- PASSAGE PROVIDED -
MA Model in Python

Intro

The moving average model, or MA model, predicts a value at a particular time using previous errors. The model relies on the average of previous time serries and correlations between errors that suggest we can predict the current value based on previous errors. In this article, we will learn how to build an Moving Average model in Python.

The Model Math

Let's take a brief look at the mathematical definition. We predicted value of an MA model follow this equation for MA(1)

y_t = \mu + \theta_1 * e_{t-1} + e_t

Where:

$\mu$ is the average of previous values
$\theta_1$ is our coefficient for Moving Average
$e_{t-1}$ is the previous error at time t-1
$e_t$ is the error of the current time

If we want to expand to MA(2) and more, we get add another lag, previous time value, and another coefficient. For example.

- WORK TASK 1 -
Reproduce everything from "Let's take a" down to "coefficient. For example." in the MA model text, replacing "coefficient" with "parameter".
The MA model text and the entries are unrelated to each other.

- GIVEN INFORMATION -

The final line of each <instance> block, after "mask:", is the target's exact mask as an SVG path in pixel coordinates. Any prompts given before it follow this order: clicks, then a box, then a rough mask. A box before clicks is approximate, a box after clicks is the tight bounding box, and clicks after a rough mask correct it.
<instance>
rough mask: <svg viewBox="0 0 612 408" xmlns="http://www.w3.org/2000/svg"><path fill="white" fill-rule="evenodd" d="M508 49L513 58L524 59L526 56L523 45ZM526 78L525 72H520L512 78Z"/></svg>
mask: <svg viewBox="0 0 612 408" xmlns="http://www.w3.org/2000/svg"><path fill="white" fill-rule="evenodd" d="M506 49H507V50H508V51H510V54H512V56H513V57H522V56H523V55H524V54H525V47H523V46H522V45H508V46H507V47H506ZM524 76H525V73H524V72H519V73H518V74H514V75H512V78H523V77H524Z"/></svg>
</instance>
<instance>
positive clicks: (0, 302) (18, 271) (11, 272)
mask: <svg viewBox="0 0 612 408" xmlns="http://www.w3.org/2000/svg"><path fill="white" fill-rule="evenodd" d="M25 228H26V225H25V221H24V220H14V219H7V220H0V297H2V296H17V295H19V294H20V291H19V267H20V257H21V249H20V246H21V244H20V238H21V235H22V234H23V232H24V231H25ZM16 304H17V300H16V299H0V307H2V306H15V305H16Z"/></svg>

- WORK TASK 2 -
Find each line of the entries that contains the string "clicks" and copy those lines. Treat case as significant.

- RESPONSE BOX 1 -
Let's take a brief look at the mathematical definition. We predicted value of an MA model follow this equation for MA(1)

y_t = \mu + \theta_1 * e_{t-1} + e_t

Where:

$\mu$ is the average of previous values
$\theta_1$ is our parameter for Moving Average
$e_{t-1}$ is the previous error at time t-1
$e_t$ is the error of the current time

If we want to expand to MA(2) and more, we get add another lag, previous time value, and another parameter. For example.

- RESPONSE BOX 2 -
The final line of each <instance> block, after "mask:", is the target's exact mask as an SVG path in pixel coordinates. Any prompts given before it follow this order: clicks, then a box, then a rough mask. A box before clicks is approximate, a box after clicks is the tight bounding box, and clicks after a rough mask correct it.
positive clicks: (0, 302) (18, 271) (11, 272)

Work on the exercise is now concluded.